Required work ->
Transcribe each record exactly. Include every one.

Records shown ->
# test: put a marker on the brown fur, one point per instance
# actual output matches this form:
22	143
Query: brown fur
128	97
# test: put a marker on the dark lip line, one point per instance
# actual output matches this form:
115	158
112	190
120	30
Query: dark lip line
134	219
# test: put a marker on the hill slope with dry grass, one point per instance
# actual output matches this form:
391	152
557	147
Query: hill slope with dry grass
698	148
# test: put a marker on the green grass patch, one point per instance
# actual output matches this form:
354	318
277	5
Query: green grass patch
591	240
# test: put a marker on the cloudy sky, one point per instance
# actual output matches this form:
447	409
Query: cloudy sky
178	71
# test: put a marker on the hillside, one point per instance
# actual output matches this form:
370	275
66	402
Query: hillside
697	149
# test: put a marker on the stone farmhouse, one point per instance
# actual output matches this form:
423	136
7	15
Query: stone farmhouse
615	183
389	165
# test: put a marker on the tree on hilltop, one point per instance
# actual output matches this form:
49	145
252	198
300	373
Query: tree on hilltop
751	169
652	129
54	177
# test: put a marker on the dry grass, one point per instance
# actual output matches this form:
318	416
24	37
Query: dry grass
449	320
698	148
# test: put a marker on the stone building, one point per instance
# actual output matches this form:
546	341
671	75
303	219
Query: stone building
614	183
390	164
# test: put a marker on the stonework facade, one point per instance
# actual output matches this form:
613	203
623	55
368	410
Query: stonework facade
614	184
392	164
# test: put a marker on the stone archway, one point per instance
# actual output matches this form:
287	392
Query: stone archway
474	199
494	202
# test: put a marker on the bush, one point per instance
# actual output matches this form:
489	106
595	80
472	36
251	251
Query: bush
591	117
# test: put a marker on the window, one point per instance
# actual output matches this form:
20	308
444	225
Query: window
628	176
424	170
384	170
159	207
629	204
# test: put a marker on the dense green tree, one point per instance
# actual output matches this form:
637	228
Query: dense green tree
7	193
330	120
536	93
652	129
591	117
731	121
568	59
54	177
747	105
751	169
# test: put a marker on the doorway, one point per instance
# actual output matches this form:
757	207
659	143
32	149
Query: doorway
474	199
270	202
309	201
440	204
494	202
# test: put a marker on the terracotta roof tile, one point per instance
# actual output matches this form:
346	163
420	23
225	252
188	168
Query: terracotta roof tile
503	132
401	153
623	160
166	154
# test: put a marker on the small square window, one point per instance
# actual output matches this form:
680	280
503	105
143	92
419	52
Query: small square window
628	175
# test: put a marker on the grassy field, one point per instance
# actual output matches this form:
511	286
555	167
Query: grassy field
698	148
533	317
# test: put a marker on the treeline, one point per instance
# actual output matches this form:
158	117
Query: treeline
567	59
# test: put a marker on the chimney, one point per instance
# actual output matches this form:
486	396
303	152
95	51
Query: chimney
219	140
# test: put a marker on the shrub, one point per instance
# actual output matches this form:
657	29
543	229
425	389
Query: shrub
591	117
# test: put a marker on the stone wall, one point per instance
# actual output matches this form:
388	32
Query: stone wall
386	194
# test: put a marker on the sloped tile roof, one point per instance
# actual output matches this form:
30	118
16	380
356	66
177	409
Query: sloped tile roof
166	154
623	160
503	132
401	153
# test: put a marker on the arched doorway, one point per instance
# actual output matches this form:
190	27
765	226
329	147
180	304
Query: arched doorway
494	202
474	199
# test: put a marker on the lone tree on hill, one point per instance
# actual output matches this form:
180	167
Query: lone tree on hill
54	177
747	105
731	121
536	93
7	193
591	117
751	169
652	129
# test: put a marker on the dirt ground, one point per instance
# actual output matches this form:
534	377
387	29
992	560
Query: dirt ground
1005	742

Answer in full ->
# test: put a marker on the brown fur, one point per instance
# actual output matches this form:
22	143
Query: brown fur
128	97
# test: put a marker on the dark lip line, one point per instance
# actual output matches this form:
115	158
112	190
120	30
Query: dark lip line
134	219
# test: put a marker on the hill slope with dry grass, one point per instance
# actual output matches this form:
391	152
557	147
Query: hill slope with dry grass
698	148
# test: put a marker on the green grass patch, one point per instance
# actual output matches this form:
354	318
277	5
Query: green grass patch
591	240
# test: put a marker on the cloudy sky, one point per instance
# actual output matches this form:
447	409
Query: cloudy sky
178	71
# test: put a marker on the hillside, one point per instance
# actual output matches this form:
370	275
66	402
Query: hillside
697	149
# test: put a marker on the stone farmhouse, one point per instance
# actual output matches this form:
423	136
7	15
Query: stone farmhouse
615	183
389	165
# test: put a marker on the tree on hilltop, one point per instance
# actual output matches this form:
49	145
252	198
300	373
Query: tree on hilltop
751	169
652	129
54	177
# test: put a marker on the dry grass, one point per instance
# actual output matches this form:
318	416
24	37
Query: dry grass
449	320
698	148
# test: put a marker on the stone building, one point per instance
# actual output matches this form:
546	341
671	75
303	219
Query: stone building
614	183
390	164
# test: put a marker on the stonework facade, one point per instance
# actual output matches this form:
613	203
623	55
368	410
Query: stonework facade
614	184
392	164
# test: put a marker on the stone archway, one point per instance
# actual output matches this form:
287	392
Query: stone archway
474	199
494	202
# test: put a marker on the bush, one point per instance
# actual output matches this form:
489	106
595	80
472	36
251	251
Query: bush
591	117
# test: put a marker on the window, one point per instance
# actual output matches this form:
20	308
444	225
Query: window
628	176
424	170
384	170
159	207
629	204
# test: put a marker on the dense green tree, one point per instance
# actual output matches this form:
637	228
Query: dense green tree
7	193
330	120
536	93
652	129
591	117
731	121
568	59
54	177
747	105
751	169
# test: put a marker on the doorway, one point per instance
# actual output matches this form:
757	207
659	143
32	149
Query: doorway
474	199
270	202
309	201
440	204
494	202
# test: put a marker on the terracotta roof tile, one point per instance
# actual output matches this form:
346	163
420	23
225	252
188	168
Query: terracotta roof tile
503	132
401	153
623	160
166	154
# test: put a marker on the small square window, one point per instance
# actual output matches this form:
680	280
503	105
143	92
419	52
Query: small square window
628	175
# test: put a marker on the grassy field, one point per instance
# actual output matches this form:
511	286
555	167
Query: grassy field
698	148
533	317
# test: put a marker on the treeline, one point per instance
# actual output matches this form:
158	117
Query: treeline
567	59
# test: put a marker on the chimney, one point per instance
# actual output matches this form:
486	396
303	152
95	51
Query: chimney
219	140
# test: put a marker on the shrub, one point per instance
# actual output matches this form:
657	29
543	229
425	389
Query: shrub
591	117
# test: put a marker on the stone wall, one point per instance
# actual output matches this form:
388	32
Query: stone wall
386	194
# test: put a marker on the sloped tile roof, one point per instance
# actual output matches this form:
30	118
16	380
356	66
177	409
Query: sloped tile roof
166	154
623	160
503	132
401	153
# test: put a marker on the arched doorway, one point per instance
# actual output matches this form:
190	27
765	226
329	147
180	304
Query: arched doorway
494	202
474	199
# test: put a marker on the lone tree on hill, one point per instance
# actual output matches this form:
180	167
Query: lone tree on hill
54	177
747	105
731	121
536	93
7	193
591	117
751	169
652	129
# test: put a marker on the dirt ground, one point per instance
# actual output matches this form:
534	377
387	29
992	560
Query: dirt ground
1005	742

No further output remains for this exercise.